La Bataille de Solférino est le premier long métrage de fiction de
Justine Triet, réalisatrice issue du cinéma documentaire. Avec Antonin
Peretjatko, Guillaume Brac, Sébastien Betbeder ou encore Vincent Macaigne,
Justine Triet fait partie d'une génération de jeunes cinéastes français,
bricoleurs et décomplexés, mise en avant par les Cahiers du cinéma en
avril 2013 et révélée au festival de Cannes de la même année.
La Bataille de Solférino, en confrontant le temps d’une journée un
destin individuel (un couple de divorcés qui se dispute la garde des enfants) à
un destin collectif (l'élection de François Hollande le 6 mai 2012), dresse en
fait un pont entre la fiction et le documentaire. Comme Menaces... (1939) d'Edmond T. Gréville où les évènements
d'actualité de la conférence de Munich étaient incorporés au jour le jour dans
le scénario, La Bataille de Solférino est
une chronique en temps réel de l'élection présidentielle, avec tout ce que le
hasard historique implique (Sarkozy pouvait aussi être réélu...). Et la mère,
Laetitia, la journaliste qui couvre l’annonce de la victoire socialiste rue de
Solférino, a elle créé l'illusion devant les militants qui l'ont vraiment prise
pour une reporter de télévision...

● **QUESTION COURTE 1**
Répondez à ces questions sur l'extrait consacré à La Bataille de Solférino.
(a) De quel type de cinéma Justine Triet est-elle issue ?
(b) À quel destin collectif le film confronte-t-il le destin du couple de divorcés ?
(c) Quel métier exerce Laetitia ?
● **QUESTION COURTE 2**
Modifiez le passage de l'extrait sur La Bataille de Solférino qui commence par « La Bataille de Solférino est le » et se poursuit jusqu'à « la même année. », puis redonnez-le en entier en remplaçant « jeunes cinéastes » par « jeunes réalisateurs ».

● **LIGNES FOURNIES**
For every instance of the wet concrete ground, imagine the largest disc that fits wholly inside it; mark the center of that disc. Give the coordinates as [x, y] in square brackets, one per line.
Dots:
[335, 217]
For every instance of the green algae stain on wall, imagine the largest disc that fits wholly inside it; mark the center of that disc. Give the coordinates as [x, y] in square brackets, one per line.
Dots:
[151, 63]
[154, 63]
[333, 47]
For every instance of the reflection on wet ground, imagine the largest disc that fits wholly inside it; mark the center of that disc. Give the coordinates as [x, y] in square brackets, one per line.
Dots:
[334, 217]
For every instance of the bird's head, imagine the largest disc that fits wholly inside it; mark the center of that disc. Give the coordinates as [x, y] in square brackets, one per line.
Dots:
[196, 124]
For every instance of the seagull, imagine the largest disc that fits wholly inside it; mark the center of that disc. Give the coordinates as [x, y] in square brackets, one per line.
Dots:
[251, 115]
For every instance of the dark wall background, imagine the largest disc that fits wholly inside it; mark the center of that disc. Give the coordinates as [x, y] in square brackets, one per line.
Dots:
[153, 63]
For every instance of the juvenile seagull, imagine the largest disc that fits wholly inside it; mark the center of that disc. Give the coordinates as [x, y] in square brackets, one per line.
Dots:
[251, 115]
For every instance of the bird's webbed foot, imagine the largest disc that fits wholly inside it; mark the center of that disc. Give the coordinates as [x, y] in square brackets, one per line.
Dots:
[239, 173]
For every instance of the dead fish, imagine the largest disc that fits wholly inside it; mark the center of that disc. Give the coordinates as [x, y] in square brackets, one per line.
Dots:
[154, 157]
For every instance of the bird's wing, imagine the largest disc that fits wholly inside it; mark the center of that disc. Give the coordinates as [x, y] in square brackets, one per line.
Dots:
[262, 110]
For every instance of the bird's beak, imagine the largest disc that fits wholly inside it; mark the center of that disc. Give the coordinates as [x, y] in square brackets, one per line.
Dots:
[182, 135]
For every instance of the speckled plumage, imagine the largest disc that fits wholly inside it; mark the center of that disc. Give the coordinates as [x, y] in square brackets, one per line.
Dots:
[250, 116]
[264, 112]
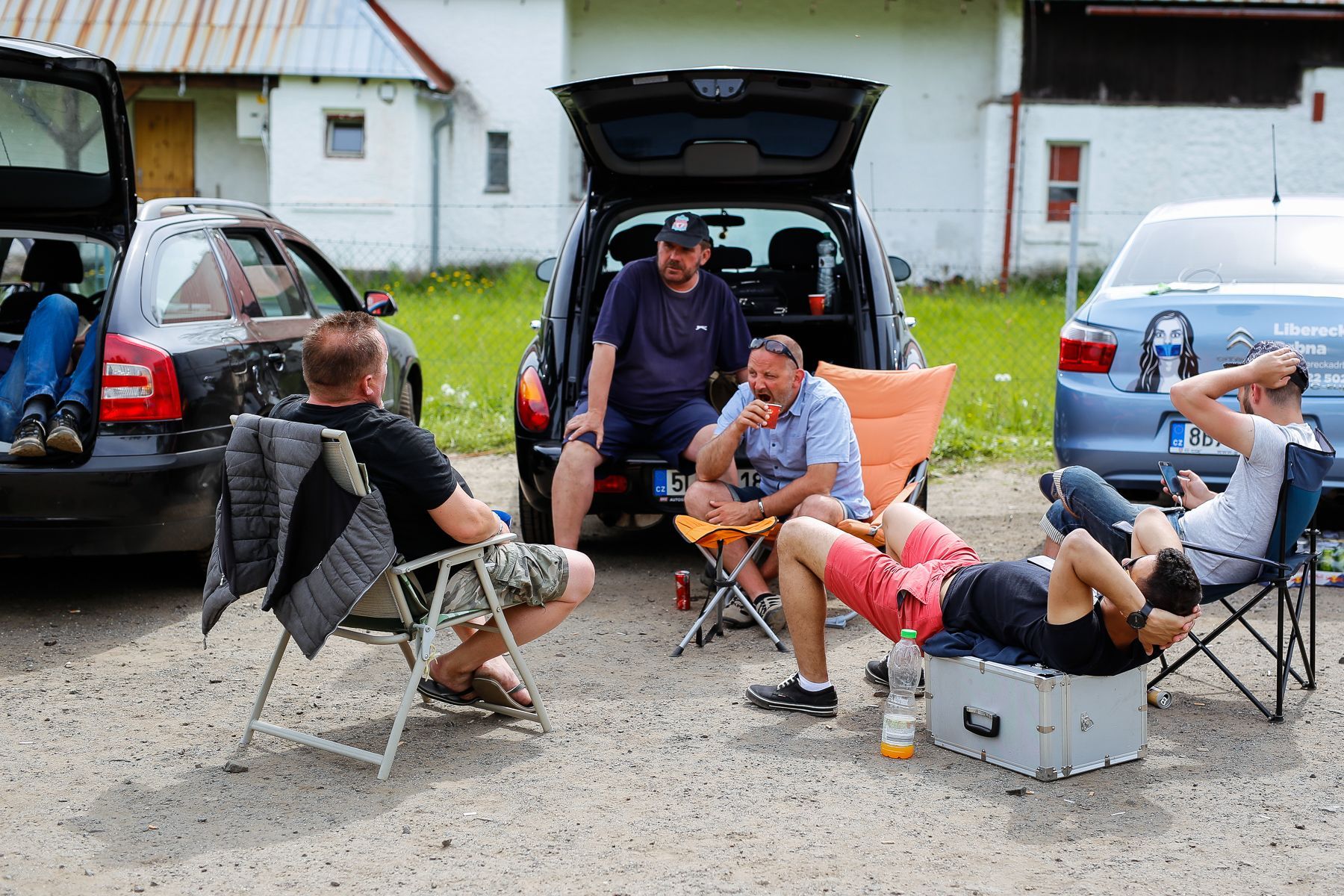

● **RÉPONSE 1**
(a) Elle est issue du cinéma documentaire.
(b) Le film le confronte à l'élection de François Hollande le 6 mai 2012.
(c) Laetitia est journaliste. Elle couvre l'annonce de la victoire socialiste rue de Solférino.

● **RÉPONSE 2**
La Bataille de Solférino est le premier long métrage de fiction de
Justine Triet, réalisatrice issue du cinéma documentaire. Avec Antonin
Peretjatko, Guillaume Brac, Sébastien Betbeder ou encore Vincent Macaigne,
Justine Triet fait partie d'une génération de jeunes réalisateurs français,
bricoleurs et décomplexés, mise en avant par les Cahiers du cinéma en
avril 2013 et révélée au festival de Cannes de la même année.